▶ _Text shown_
Voice Inflection in AI Music

I’m not sure if this is the right place for this, but I wanted to share my experience. I added AI-generated music to a travel video from Utah, and I’m really impressed with the AI vocals. I’ve used SSML to add voice inflection before, but these AI vocals are on a whole new level. How is this achieved? I assume it’s a result of LLMs being trained on high-quality content. Any references to technical papers on this topic would be appreciated.

The AI Language Model song at 2:42 is a hoot!

So where exactly were the vocals generated? How do you know these are AI generated? It sounds more like a tongue in cheek song about someone unfortunate enough to date Replika.

What I have seen is having a person sing nonsense lyrics to an existing song, then generating an ai voice that follows the tonal shifts of the original singer while substituting different words, but I have no idea if that is what is happening here.

▶ _Data provided_
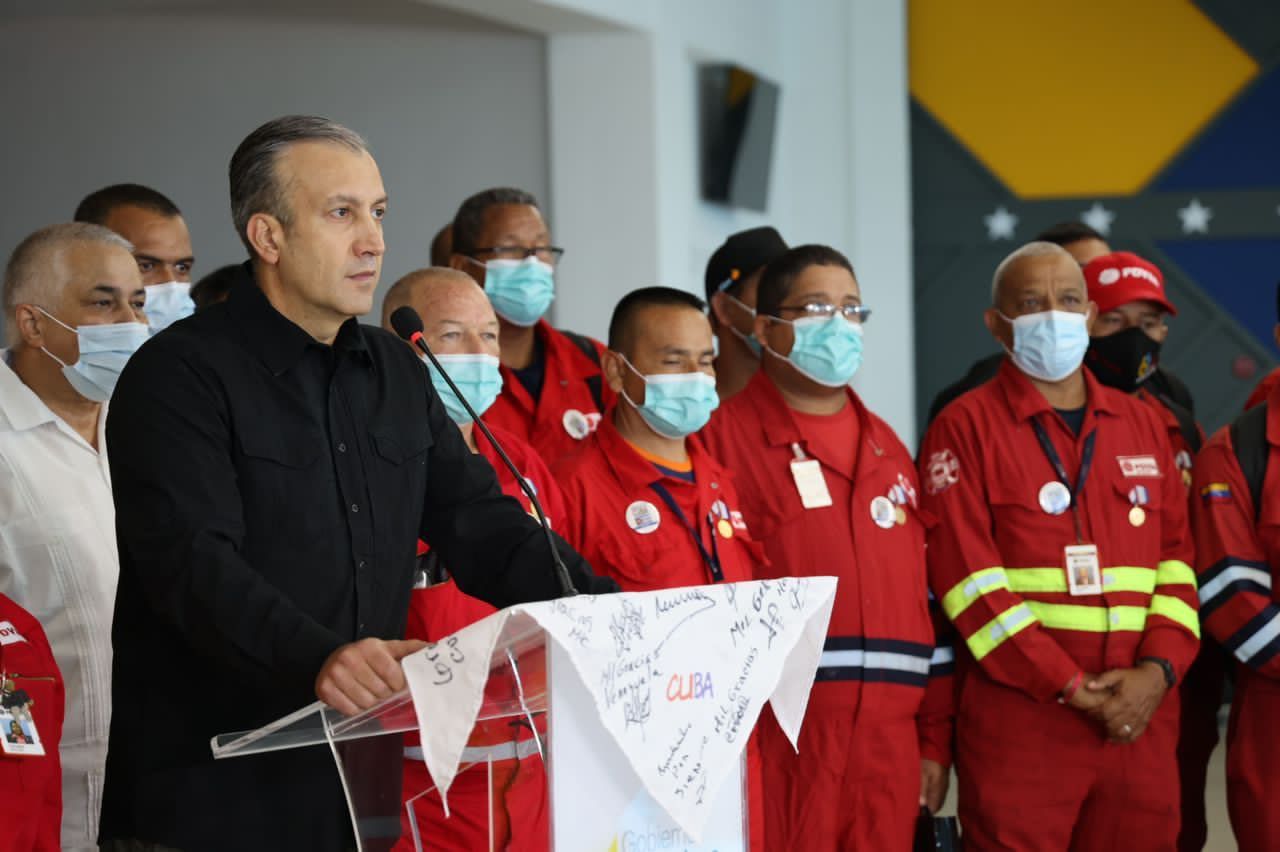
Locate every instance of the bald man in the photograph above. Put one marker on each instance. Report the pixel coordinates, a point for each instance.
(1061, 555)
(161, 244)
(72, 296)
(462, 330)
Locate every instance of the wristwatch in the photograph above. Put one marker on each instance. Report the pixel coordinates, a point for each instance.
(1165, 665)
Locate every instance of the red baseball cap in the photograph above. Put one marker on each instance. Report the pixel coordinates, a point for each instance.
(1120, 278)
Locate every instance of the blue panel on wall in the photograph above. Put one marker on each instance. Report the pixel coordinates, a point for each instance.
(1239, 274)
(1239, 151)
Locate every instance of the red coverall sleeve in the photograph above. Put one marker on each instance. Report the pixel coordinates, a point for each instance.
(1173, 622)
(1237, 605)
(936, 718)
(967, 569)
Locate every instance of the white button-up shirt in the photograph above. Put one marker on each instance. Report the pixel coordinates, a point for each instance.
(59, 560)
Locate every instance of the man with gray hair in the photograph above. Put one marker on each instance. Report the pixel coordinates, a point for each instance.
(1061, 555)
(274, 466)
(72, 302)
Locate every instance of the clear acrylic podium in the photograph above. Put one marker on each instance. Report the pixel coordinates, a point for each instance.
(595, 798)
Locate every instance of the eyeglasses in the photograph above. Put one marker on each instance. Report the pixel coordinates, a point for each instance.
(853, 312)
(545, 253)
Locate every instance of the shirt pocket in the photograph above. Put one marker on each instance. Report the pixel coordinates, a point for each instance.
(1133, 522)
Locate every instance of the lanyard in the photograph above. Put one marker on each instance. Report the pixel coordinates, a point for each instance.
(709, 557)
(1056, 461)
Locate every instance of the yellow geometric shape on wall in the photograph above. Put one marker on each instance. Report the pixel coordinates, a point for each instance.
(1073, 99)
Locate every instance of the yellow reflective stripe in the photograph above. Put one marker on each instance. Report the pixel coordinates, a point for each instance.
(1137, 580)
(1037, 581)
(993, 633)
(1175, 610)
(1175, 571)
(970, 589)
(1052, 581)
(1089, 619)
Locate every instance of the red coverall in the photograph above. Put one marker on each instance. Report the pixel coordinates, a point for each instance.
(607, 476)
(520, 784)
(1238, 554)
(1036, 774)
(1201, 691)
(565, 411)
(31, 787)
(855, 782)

▶ _What you have to do_
In the forum thread, what had the first poster used before to add voice inflection?

▶ _Your solution_
SSML